_DOCUMENT EXCERPT_:
Dysfunction, Not Gays, Is a Threat to Marriage

It’s horrifying that someone can put a measure on a ballot to take a couple’s marriage away. It’s all the more horrifying, of course, that such a measure would pass. But while the passage of California’s Proposition 8 is a dispiriting loss, the fight for human dignity is far from over.
As happily married heterosexuals, my wife Darbury and I have built a relationship, household, and family on our own terms. It’s important that the state recognizes the sanctity of a relationship, and acknowledges that it’s the spouse who clearly has authority in case a partner is unable to make decisions due to illness or worse. When San Francisco Mayor Gavin Newsom started marrying same-sex couples in 2004, he was only codifying their relation with the state. This did not, as the measure’s proponents asserted, constitute an assault on the institution of marriage.

_SUPPLIED DATA_:
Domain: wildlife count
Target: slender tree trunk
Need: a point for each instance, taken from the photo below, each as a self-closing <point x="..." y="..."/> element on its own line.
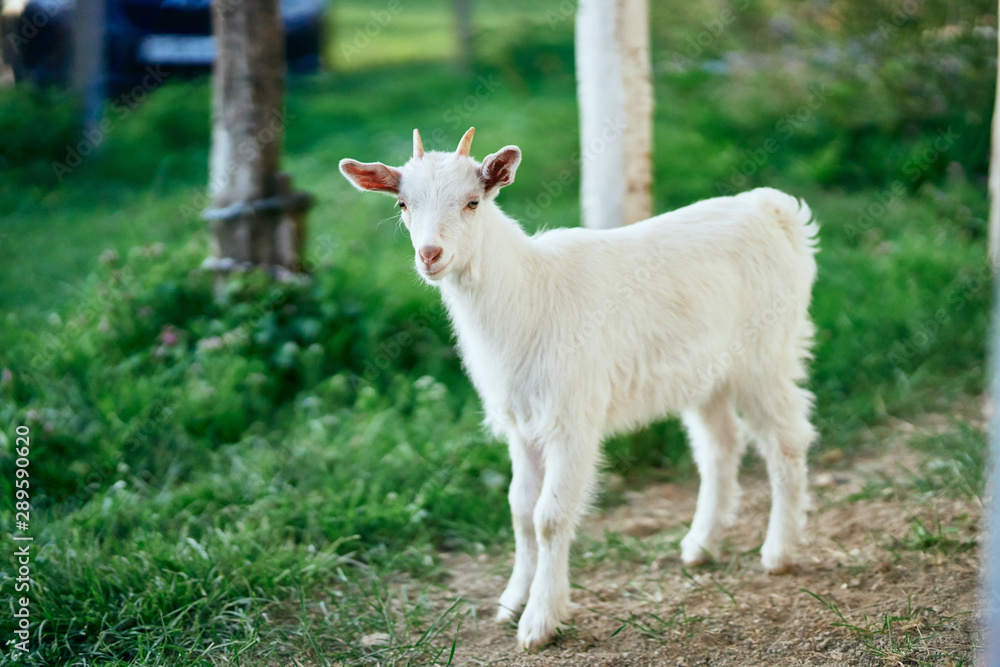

_COMPLETE THE FOLLOWING_:
a: According to the Proposition 8 opinion piece, in what year did San Francisco Mayor Gavin Newsom start marrying same-sex couples?
b: List the things the Proposition 8 opinion piece says the writer and Darbury have built on their own terms.
c: From the Proposition 8 opinion piece, reproduce word for word the passage starting at "As happily married" and ending at "institution of marriage.".

_TASK-BY-TASK SOLUTIONS_:
a: 2004

b: A relationship, a household, and a family.

c:
As happily married heterosexuals, my wife Darbury and I have built a relationship, household, and family on our own terms. It’s important that the state recognizes the sanctity of a relationship, and acknowledges that it’s the spouse who clearly has authority in case a partner is unable to make decisions due to illness or worse. When San Francisco Mayor Gavin Newsom started marrying same-sex couples in 2004, he was only codifying their relation with the state. This did not, as the measure’s proponents asserted, constitute an assault on the institution of marriage.